**WORK INSTRUCTION**
Exactly as written, return every line of the data below.

**RECORDED DATA**
*** Block opens ***

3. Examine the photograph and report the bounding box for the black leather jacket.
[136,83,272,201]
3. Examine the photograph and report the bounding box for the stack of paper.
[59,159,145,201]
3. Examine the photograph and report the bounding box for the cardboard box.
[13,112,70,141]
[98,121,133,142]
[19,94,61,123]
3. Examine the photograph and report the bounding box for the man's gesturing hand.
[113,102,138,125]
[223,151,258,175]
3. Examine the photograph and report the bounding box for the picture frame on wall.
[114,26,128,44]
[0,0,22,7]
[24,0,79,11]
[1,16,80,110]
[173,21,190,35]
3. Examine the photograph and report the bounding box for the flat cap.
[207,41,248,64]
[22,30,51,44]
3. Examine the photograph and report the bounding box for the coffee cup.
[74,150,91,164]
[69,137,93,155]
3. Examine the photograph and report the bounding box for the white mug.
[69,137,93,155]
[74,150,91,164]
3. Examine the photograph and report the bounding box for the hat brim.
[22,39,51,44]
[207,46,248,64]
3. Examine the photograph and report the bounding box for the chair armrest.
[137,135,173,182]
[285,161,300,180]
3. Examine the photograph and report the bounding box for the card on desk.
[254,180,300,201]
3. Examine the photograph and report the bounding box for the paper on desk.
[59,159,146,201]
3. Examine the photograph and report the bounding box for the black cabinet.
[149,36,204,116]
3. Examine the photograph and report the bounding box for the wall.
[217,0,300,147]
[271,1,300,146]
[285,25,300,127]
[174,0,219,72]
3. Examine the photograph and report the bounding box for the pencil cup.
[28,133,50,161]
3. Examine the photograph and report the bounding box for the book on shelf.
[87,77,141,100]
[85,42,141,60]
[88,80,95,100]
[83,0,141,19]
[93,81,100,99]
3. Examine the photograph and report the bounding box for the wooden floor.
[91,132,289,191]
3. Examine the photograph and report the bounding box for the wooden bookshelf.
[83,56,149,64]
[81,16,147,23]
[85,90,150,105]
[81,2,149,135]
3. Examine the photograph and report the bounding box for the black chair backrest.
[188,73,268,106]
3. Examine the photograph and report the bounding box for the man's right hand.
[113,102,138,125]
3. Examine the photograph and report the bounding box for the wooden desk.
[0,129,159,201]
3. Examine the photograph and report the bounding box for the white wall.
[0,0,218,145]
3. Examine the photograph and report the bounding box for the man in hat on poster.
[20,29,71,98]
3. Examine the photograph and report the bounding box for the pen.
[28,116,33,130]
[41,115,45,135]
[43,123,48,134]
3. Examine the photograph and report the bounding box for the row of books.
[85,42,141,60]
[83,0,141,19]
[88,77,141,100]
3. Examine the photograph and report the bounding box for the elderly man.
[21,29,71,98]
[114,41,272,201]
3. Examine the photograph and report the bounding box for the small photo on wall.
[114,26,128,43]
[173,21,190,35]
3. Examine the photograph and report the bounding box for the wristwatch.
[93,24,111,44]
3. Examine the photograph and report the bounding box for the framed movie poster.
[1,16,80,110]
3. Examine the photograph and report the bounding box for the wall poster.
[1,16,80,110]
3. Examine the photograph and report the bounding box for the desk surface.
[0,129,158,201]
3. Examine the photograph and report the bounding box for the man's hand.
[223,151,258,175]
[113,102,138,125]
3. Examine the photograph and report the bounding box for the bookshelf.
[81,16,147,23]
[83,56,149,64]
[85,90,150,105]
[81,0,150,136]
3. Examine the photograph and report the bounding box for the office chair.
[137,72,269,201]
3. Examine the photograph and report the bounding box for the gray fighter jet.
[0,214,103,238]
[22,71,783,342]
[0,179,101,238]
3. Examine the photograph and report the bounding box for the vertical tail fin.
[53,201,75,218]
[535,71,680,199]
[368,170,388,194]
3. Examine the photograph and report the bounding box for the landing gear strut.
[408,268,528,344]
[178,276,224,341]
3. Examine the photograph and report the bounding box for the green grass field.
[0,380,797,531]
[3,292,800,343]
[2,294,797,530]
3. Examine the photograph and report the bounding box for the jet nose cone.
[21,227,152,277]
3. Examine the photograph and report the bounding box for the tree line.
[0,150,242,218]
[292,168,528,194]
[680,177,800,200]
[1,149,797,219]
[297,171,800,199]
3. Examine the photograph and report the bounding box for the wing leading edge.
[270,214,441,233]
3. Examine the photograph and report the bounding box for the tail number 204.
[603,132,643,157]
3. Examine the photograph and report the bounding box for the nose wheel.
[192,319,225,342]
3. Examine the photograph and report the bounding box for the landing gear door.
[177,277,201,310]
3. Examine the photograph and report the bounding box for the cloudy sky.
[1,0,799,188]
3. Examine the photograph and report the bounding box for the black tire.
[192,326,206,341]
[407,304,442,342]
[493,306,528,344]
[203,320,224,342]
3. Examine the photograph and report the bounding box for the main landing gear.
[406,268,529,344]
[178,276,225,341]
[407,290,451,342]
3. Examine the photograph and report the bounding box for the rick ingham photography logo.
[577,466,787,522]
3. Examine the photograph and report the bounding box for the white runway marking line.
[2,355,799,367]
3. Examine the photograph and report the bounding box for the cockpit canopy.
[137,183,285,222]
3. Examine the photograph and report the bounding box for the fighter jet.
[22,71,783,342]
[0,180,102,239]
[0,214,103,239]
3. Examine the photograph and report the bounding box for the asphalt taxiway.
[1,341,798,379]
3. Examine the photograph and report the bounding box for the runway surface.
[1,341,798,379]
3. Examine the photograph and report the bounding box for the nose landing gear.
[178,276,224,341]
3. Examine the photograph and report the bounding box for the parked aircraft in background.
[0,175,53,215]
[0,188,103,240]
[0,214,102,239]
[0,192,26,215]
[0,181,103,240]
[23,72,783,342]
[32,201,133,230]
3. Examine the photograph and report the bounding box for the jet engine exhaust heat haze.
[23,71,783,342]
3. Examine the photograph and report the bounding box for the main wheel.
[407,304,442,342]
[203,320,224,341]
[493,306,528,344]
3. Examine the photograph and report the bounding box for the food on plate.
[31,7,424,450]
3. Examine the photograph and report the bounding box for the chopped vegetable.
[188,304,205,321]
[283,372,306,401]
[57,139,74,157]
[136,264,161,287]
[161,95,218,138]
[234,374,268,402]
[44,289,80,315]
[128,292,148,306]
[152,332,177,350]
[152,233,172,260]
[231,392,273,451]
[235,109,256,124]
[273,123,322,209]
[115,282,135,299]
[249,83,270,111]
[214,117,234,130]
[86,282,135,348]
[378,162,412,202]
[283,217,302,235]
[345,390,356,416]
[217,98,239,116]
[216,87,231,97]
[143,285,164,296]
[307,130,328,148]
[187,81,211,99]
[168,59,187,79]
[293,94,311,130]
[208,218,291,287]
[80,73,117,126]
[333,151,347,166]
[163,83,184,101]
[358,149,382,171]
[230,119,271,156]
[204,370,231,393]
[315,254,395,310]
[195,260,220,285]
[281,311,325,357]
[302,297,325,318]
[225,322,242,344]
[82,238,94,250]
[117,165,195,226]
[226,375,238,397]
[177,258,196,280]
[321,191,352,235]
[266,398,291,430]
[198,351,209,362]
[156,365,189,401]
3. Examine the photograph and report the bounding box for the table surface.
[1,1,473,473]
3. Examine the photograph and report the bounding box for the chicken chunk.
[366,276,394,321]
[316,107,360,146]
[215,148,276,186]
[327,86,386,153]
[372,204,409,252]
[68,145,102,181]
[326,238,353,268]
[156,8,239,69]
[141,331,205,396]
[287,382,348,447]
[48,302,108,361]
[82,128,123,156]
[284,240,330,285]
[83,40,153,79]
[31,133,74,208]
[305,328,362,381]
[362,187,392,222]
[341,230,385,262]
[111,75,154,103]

*** Block closes ***

**ANSWER SPACE**
3. Examine the photograph and report the bounding box for the black leather jacket.
[136,83,272,201]
3. Examine the photograph and report the bounding box for the stack of paper.
[59,159,145,201]
3. Examine the photograph and report the bounding box for the cardboard box.
[13,112,70,141]
[98,121,133,142]
[19,94,61,123]
3. Examine the photograph and report the bounding box for the man's gesturing hand.
[113,102,138,125]
[223,151,258,175]
3. Examine the photograph and report the bounding box for the picture frame on wall.
[114,26,128,44]
[0,0,22,7]
[24,0,79,11]
[1,16,80,110]
[173,21,190,35]
3. Examine the photograph and report the bounding box for the flat cap.
[207,41,248,64]
[22,30,51,44]
3. Examine the photograph and report the bounding box for the coffee cup.
[74,150,91,164]
[69,137,93,155]
3. Examine the photograph and report the bounding box for the white mug.
[69,137,93,155]
[74,150,91,164]
3. Examine the photograph and report the bounding box for the hat brim.
[22,39,51,44]
[207,46,248,64]
3. Examine the photograph and report the bounding box for the chair armrest.
[137,135,173,182]
[285,161,300,180]
3. Examine the photograph and report the bounding box for the card on desk.
[254,180,300,201]
3. Examine the photograph and report the bounding box for the paper on desk.
[59,159,146,201]
3. Examine the photograph and report the bounding box for the black cabinet.
[149,36,204,116]
3. Examine the photograph and report the bounding box for the wall.
[217,0,300,147]
[271,1,300,146]
[285,25,300,127]
[174,0,219,72]
3. Examine the photograph and report the bounding box for the pencil cup.
[28,133,50,161]
3. Examine the photograph and report the bounding box for the book on shelf.
[87,77,141,100]
[85,42,141,60]
[88,80,95,100]
[83,0,141,19]
[93,81,100,99]
3. Examine the photograph and report the bounding box for the wooden floor.
[91,132,289,191]
3. Examine the photograph and report the bounding box for the wooden bookshelf.
[83,56,149,64]
[81,16,147,23]
[85,90,150,105]
[81,2,149,135]
3. Examine the photograph and report the bounding box for the black chair backrest.
[188,73,268,106]
3. Examine the photograph and report the bounding box for the man's right hand.
[113,102,138,125]
3. Examine the photograph and report the bounding box for the wooden desk.
[0,129,159,201]
3. Examine the photograph and report the bounding box for the white wall.
[0,0,218,145]
3. Examine the photograph and report the bounding box for the man in hat on poster.
[20,29,71,98]
3. Examine the photograph and report the bounding box for the pen.
[28,116,33,130]
[41,115,45,135]
[43,123,48,134]
3. Examine the photograph and report the bounding box for the row of books.
[85,42,141,60]
[83,0,141,19]
[88,77,141,100]
3. Examine the photograph and report the bounding box for the elderly man.
[21,29,71,98]
[114,41,272,201]
3. Examine the photograph and report the bounding box for the small photo on wall.
[114,26,128,43]
[173,21,190,35]
3. Examine the photograph and report the bounding box for the wristwatch.
[93,24,111,44]
3. Examine the photograph and report the bounding box for the framed movie poster.
[1,16,80,110]
3. Examine the photograph and report the bounding box for the wall poster.
[1,16,80,110]
3. Examine the photograph and report the bounding box for the desk surface.
[0,129,158,201]
3. Examine the photograph and report the bounding box for the man's hand.
[223,151,258,175]
[113,102,138,125]
3. Examine the photograph and report the bounding box for the bookshelf.
[81,16,147,23]
[83,56,149,64]
[85,90,150,105]
[81,0,150,136]
3. Examine the photograph and report the bounding box for the office chair.
[137,72,269,201]
3. Examine the photograph and report the bounding box for the gray fighter jet.
[0,214,103,238]
[22,71,783,342]
[0,179,101,238]
3. Examine the photograph and report the bounding box for the vertical tail fin.
[53,201,75,218]
[535,71,680,199]
[368,170,388,194]
3. Examine the photograph and report the bounding box for the landing gear strut.
[408,268,528,344]
[178,276,224,341]
3. Examine the photograph and report the bounding box for the green grass field.
[0,380,797,531]
[3,292,800,343]
[2,294,797,530]
3. Examine the photograph and report the bounding box for the jet nose cone.
[21,227,152,277]
3. Examine the photograph and report the bounding box for the tree line.
[0,150,242,218]
[292,168,528,194]
[680,177,800,200]
[1,149,797,219]
[297,171,800,199]
3. Examine the photograph and report the bounding box for the wing leading edge.
[270,214,441,233]
3. Examine the photograph and report the bounding box for the tail number 204.
[603,132,643,157]
3. Examine the photograph and report the bounding box for the nose wheel.
[192,319,225,342]
3. Examine the photograph and report the bounding box for the landing gear door.
[177,277,201,310]
3. Examine the photograph and report the bounding box for the cloudy sky.
[1,0,799,188]
3. Examine the photograph and report the bounding box for the black tire.
[192,326,206,341]
[407,304,442,342]
[493,306,528,344]
[203,320,224,342]
3. Examine the photograph and report the bounding box for the main landing gear.
[406,268,529,344]
[178,276,225,341]
[407,290,451,342]
3. Examine the photograph and report the bounding box for the rick ingham photography logo.
[577,466,787,522]
3. Examine the photograph and report the bounding box for the white runway marking line.
[2,355,799,367]
3. Examine the photograph and report the bounding box for the cockpit canopy.
[137,183,285,222]
3. Examine the photograph and report the bounding box for the fighter jet.
[22,71,783,342]
[0,180,102,239]
[0,214,103,239]
3. Examine the photograph and report the bounding box for the asphalt taxiway.
[1,341,798,379]
3. Examine the photograph and report the bounding box for the runway surface.
[1,341,798,379]
3. Examine the photograph and report the bounding box for the nose landing gear.
[178,276,224,341]
3. Examine the photograph and report the bounding box for the parked aircraft in background.
[0,175,53,215]
[0,188,103,240]
[0,214,102,239]
[0,192,26,215]
[0,181,103,240]
[23,72,783,342]
[32,201,133,230]
3. Examine the photograph and report the bounding box for the jet engine exhaust heat haze.
[23,71,783,342]
3. Examine the photograph and report the bounding box for the main wheel.
[407,304,442,342]
[203,320,224,341]
[493,306,528,344]
3. Examine the photograph and report the bounding box for the food on plate.
[31,7,424,450]
3. Examine the photograph and report the bounding box for the chopped vegetable.
[188,304,205,321]
[283,372,306,401]
[57,139,74,157]
[136,264,161,287]
[161,95,218,138]
[234,374,268,402]
[44,289,80,315]
[128,292,148,306]
[152,332,177,350]
[152,233,172,260]
[231,392,273,451]
[235,109,256,124]
[273,123,322,209]
[115,282,135,299]
[249,83,270,111]
[214,117,234,130]
[86,282,135,348]
[378,162,412,202]
[283,217,302,235]
[345,390,356,416]
[217,98,239,116]
[216,87,231,97]
[143,285,164,296]
[307,130,328,148]
[187,81,211,99]
[168,59,187,79]
[293,94,311,130]
[208,218,291,287]
[80,73,117,126]
[333,151,347,166]
[163,83,184,101]
[358,149,382,171]
[230,119,271,156]
[204,370,231,393]
[315,254,395,310]
[195,260,220,285]
[281,311,325,357]
[302,297,325,318]
[225,322,242,344]
[82,238,94,250]
[117,165,195,226]
[226,375,238,397]
[177,258,196,280]
[321,191,352,235]
[266,398,291,430]
[198,351,209,362]
[156,365,189,401]
3. Examine the photograph and report the bounding box for the table surface.
[1,1,473,473]
3. Examine the photograph and report the bounding box for the chicken chunk.
[366,276,394,321]
[316,107,360,146]
[215,148,276,186]
[327,86,386,153]
[372,204,409,252]
[68,145,102,181]
[326,238,353,268]
[156,8,239,69]
[141,331,205,396]
[287,382,348,447]
[48,302,108,361]
[82,128,123,156]
[284,240,330,285]
[83,40,153,79]
[31,133,74,208]
[305,328,362,381]
[362,187,392,222]
[341,230,385,262]
[111,75,154,103]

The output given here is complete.